# BRIEF
Extract each line of the entries below and output it verbatim, preserving every character and line break.

# MATERIAL PROVIDED
## Begin
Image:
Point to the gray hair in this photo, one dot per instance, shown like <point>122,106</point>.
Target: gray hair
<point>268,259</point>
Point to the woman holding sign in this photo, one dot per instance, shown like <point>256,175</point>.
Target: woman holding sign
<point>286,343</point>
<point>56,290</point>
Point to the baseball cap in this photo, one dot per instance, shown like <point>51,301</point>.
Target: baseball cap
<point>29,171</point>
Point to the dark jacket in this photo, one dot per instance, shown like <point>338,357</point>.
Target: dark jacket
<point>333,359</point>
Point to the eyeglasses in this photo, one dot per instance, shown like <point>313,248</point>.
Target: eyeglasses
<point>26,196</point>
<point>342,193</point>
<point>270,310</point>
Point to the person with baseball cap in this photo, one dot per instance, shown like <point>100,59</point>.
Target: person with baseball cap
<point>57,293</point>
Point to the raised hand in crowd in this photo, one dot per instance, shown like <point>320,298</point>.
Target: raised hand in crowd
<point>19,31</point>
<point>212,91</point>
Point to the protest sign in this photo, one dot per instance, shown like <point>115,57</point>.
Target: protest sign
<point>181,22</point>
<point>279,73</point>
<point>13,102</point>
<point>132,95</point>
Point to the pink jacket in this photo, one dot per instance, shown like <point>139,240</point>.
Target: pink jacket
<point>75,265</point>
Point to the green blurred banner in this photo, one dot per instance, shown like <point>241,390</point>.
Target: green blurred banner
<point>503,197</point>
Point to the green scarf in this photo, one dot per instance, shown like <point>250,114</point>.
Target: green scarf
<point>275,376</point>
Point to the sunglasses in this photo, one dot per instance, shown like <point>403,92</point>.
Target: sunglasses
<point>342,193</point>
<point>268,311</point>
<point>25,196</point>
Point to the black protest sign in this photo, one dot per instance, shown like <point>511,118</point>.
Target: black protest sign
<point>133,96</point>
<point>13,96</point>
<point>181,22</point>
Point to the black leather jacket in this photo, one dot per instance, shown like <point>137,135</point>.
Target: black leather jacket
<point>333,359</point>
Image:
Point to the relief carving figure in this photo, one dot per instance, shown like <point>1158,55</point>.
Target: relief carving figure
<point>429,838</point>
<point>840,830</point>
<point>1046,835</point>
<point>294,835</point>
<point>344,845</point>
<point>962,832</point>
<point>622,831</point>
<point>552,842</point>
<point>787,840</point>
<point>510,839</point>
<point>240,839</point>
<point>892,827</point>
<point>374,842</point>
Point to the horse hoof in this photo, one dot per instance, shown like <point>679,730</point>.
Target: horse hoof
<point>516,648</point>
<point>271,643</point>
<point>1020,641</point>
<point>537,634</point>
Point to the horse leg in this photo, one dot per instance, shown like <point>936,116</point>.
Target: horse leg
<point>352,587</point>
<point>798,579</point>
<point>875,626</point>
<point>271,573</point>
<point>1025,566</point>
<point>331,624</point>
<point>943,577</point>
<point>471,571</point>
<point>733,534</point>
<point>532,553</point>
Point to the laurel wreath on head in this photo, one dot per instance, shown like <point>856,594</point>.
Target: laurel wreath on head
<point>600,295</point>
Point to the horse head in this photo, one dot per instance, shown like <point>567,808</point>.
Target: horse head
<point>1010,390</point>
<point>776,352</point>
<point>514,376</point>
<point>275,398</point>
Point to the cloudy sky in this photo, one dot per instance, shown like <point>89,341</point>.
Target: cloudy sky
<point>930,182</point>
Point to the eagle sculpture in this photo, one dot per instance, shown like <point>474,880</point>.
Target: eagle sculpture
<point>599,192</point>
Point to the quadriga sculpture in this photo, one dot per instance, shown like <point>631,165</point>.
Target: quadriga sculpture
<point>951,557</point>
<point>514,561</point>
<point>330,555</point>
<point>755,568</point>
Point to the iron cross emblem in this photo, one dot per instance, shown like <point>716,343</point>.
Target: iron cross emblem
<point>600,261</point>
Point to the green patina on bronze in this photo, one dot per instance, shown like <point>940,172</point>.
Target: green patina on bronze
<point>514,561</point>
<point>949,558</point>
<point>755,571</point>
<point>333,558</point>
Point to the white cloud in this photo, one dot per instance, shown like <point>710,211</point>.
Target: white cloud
## End
# TASK ANSWER
Image:
Point to the gray hair in this photo, one dot per instance, shown like <point>122,106</point>.
Target: gray hair
<point>268,259</point>
Point to the woman holding sign in this photo, one dot per instance, shown like <point>256,175</point>.
Target: woman holding sign
<point>286,343</point>
<point>56,290</point>
Point to the baseball cap in this photo, one dot per instance, shown like <point>51,301</point>.
Target: baseball cap
<point>29,171</point>
Point to the dark jacket in this photo, one dot per instance, shown like <point>338,357</point>.
Target: dark jacket
<point>333,359</point>
Point to the eyeglasses in this photo, one dot per instance, shown like <point>313,248</point>.
Target: eyeglasses
<point>26,196</point>
<point>342,193</point>
<point>270,310</point>
Point to the person with baseball cap in this photo, one dot per instance, shown like <point>100,59</point>.
Target: person with baseball cap
<point>57,293</point>
Point to the raised hand in crowd in this photo, one dot per instance, shown like <point>320,298</point>.
Target: raised hand in crowd
<point>19,31</point>
<point>212,91</point>
Point to the protest sign in this photo, one dot per instance, shown like <point>115,57</point>.
Target: protest sign
<point>181,22</point>
<point>279,73</point>
<point>13,102</point>
<point>132,95</point>
Point to the pink jacket in this photo, one dot per instance, shown like <point>139,240</point>.
Target: pink jacket
<point>75,265</point>
Point to the green blurred banner in this photo, one dot per instance, shown like <point>241,390</point>.
Target: green blurred banner
<point>503,197</point>
Point to the green scarf in this photo, one dot per instance, shown like <point>250,114</point>.
Target: green scarf
<point>275,376</point>
Point to the sunglasses in this photo, one dot per instance, shown like <point>403,92</point>.
Target: sunglasses
<point>342,193</point>
<point>268,311</point>
<point>25,196</point>
Point to the black protest sign in this photo, one dot per instance, shown like <point>511,118</point>.
Target: black protest sign
<point>133,96</point>
<point>13,96</point>
<point>181,22</point>
Point to the black leather jacket in this photo, one dot per instance, shown like <point>137,135</point>.
Target: black leather jacket
<point>333,359</point>
Image:
Point to the relief carving figure in this photo, one dot per instance, shown like <point>1158,55</point>.
Target: relief carving figure
<point>429,838</point>
<point>840,830</point>
<point>1046,835</point>
<point>294,835</point>
<point>344,845</point>
<point>962,832</point>
<point>622,831</point>
<point>552,842</point>
<point>787,840</point>
<point>510,839</point>
<point>240,839</point>
<point>892,827</point>
<point>374,842</point>
Point to the horse hoof in this photo, one dot per instance, shown like <point>679,730</point>.
Target: horse hoof
<point>516,648</point>
<point>271,643</point>
<point>1020,641</point>
<point>537,634</point>
Point to the horse leg in this photo, one dot per instance, shown like <point>936,116</point>.
Target: horse leg
<point>352,587</point>
<point>798,579</point>
<point>875,626</point>
<point>271,573</point>
<point>1025,566</point>
<point>331,624</point>
<point>943,577</point>
<point>471,571</point>
<point>733,534</point>
<point>532,553</point>
Point to the laurel wreath on head in this photo, one dot per instance, shown like <point>856,594</point>.
Target: laurel wreath on head
<point>600,295</point>
Point to the horse head in this photo, one dot per instance, shown like <point>567,808</point>.
Target: horse head
<point>1010,390</point>
<point>776,352</point>
<point>514,376</point>
<point>275,398</point>
Point to the cloudy sky in this photo, one dot per instance, shown like <point>89,341</point>.
Target: cloudy sky
<point>930,182</point>
Point to the eagle sculpture in this photo, one dot per instance, shown like <point>474,880</point>.
Target: eagle sculpture
<point>599,192</point>
Point to the quadriga sculpture in this photo, one dot per instance, shown like <point>631,165</point>.
Target: quadriga sculpture
<point>951,557</point>
<point>514,561</point>
<point>330,555</point>
<point>755,568</point>
Point to the iron cross emblem in this photo, one dot per instance, shown like <point>716,343</point>.
Target: iron cross emblem
<point>600,261</point>
Point to the green patina on bronze in this photo, one dot per instance, shown like <point>940,172</point>.
Target: green patina on bronze
<point>514,561</point>
<point>949,558</point>
<point>755,571</point>
<point>333,558</point>
Point to the white cloud in this photo, one dot per instance, shown like <point>710,211</point>.
Target: white cloud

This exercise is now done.